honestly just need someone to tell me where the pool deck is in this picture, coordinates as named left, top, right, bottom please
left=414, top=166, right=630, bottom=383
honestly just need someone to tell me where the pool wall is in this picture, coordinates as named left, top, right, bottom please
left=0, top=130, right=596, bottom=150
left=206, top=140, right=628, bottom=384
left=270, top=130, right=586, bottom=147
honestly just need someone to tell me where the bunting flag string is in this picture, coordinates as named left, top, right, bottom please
**********
=== What this task involves ===
Could you retype exactly the lines from the one containing "honestly just need someone to tell me where the pool wall" through the final line of the data above, and no others?

=== Solved problem ===
honestly just need someone to tell me where the pool wall is in this picture, coordinates as named left, top, right, bottom please
left=0, top=130, right=596, bottom=150
left=206, top=140, right=628, bottom=384
left=270, top=130, right=586, bottom=147
honestly just need someone to tell me where the bunting flag string is in this picture, coordinates as named left, top, right, bottom please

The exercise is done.